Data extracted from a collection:

···

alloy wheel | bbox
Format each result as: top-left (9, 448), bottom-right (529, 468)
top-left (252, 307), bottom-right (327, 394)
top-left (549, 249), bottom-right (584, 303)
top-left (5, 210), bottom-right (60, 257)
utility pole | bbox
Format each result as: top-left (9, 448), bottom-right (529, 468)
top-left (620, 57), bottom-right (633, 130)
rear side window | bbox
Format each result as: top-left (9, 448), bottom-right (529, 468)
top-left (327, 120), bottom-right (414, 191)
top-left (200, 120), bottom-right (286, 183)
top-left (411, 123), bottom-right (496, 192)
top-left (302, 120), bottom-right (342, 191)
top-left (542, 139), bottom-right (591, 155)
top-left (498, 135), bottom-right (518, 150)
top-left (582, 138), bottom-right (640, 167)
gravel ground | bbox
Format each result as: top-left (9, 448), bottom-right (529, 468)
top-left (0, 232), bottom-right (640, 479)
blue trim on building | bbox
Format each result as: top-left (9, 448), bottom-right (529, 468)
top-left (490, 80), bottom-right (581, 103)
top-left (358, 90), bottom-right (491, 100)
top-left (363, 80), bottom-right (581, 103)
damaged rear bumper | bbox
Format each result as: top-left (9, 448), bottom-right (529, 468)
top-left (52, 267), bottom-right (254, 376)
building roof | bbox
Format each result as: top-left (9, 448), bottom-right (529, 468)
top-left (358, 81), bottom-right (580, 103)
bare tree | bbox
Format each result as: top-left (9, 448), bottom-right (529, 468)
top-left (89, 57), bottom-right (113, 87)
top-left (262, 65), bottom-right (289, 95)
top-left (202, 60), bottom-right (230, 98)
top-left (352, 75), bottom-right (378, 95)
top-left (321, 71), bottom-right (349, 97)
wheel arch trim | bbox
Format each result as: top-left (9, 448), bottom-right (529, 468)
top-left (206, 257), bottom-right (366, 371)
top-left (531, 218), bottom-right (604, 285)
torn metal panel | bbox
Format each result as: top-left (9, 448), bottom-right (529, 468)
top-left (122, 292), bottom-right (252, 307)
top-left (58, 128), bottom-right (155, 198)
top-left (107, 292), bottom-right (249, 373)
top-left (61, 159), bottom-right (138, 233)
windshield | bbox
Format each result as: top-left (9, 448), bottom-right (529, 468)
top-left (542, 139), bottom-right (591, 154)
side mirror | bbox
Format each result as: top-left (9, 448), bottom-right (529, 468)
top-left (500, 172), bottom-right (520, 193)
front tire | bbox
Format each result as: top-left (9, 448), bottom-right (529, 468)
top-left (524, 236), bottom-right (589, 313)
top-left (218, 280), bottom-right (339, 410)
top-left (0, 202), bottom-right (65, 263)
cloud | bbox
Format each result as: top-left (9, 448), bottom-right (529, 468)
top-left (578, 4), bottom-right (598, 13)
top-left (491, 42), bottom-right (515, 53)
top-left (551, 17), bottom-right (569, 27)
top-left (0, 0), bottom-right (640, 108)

···

_Problem requirements_.
Rewrite the records above as a two-column CSV with the headers input and output, giving one row per record. Put each record's text and its answer in separate quoted fields, with line breaks replaced by spaces.

_Final result_.
input,output
"alloy wheel | bbox Format each result as: top-left (9, 448), bottom-right (529, 468)","top-left (252, 307), bottom-right (327, 394) top-left (549, 249), bottom-right (584, 303) top-left (5, 210), bottom-right (60, 257)"
"utility pole | bbox Format each result as: top-left (9, 448), bottom-right (529, 468)","top-left (620, 57), bottom-right (633, 130)"
"rear side window | bbox Format each result as: top-left (9, 448), bottom-right (529, 468)","top-left (327, 120), bottom-right (414, 191) top-left (200, 120), bottom-right (286, 183) top-left (411, 123), bottom-right (496, 192) top-left (302, 120), bottom-right (342, 191) top-left (542, 139), bottom-right (591, 155) top-left (498, 135), bottom-right (518, 150) top-left (582, 138), bottom-right (640, 167)"
"gravel ground | bbox Format each result as: top-left (9, 448), bottom-right (529, 468)","top-left (0, 232), bottom-right (640, 479)"
"blue trim on building | bbox Format each result as: top-left (9, 448), bottom-right (529, 468)","top-left (490, 80), bottom-right (581, 103) top-left (358, 90), bottom-right (491, 100) top-left (363, 80), bottom-right (581, 103)"
"damaged rear bumper | bbox Format each result as: top-left (9, 448), bottom-right (529, 468)","top-left (52, 267), bottom-right (254, 376)"
"building roof | bbox Format each result as: top-left (9, 448), bottom-right (529, 468)","top-left (358, 81), bottom-right (580, 103)"
"bare tree | bbox Format each result as: top-left (9, 448), bottom-right (529, 468)","top-left (89, 57), bottom-right (113, 87) top-left (262, 65), bottom-right (289, 95) top-left (202, 60), bottom-right (230, 98) top-left (352, 75), bottom-right (378, 95) top-left (321, 71), bottom-right (349, 97)"
"wheel arch trim | bbox Format each result as: top-left (9, 448), bottom-right (529, 468)","top-left (206, 257), bottom-right (366, 371) top-left (531, 218), bottom-right (604, 285)"
"torn metal panel | bbox Format each result as: top-left (9, 448), bottom-right (529, 468)","top-left (122, 292), bottom-right (252, 307) top-left (58, 128), bottom-right (155, 198) top-left (107, 292), bottom-right (249, 373) top-left (61, 159), bottom-right (138, 233)"
"windshield | bbox Format each result as: top-left (9, 448), bottom-right (529, 468)","top-left (542, 139), bottom-right (591, 154)"
"side mirror | bbox Format each result as: top-left (9, 448), bottom-right (529, 468)","top-left (500, 172), bottom-right (520, 193)"
"front tire | bbox Format each result as: top-left (9, 448), bottom-right (529, 468)","top-left (524, 236), bottom-right (589, 313) top-left (218, 280), bottom-right (339, 410) top-left (0, 202), bottom-right (65, 263)"
"cloud | bbox Format each result as: top-left (9, 448), bottom-right (529, 468)","top-left (578, 4), bottom-right (598, 13) top-left (491, 42), bottom-right (515, 53) top-left (551, 17), bottom-right (569, 27) top-left (0, 0), bottom-right (640, 108)"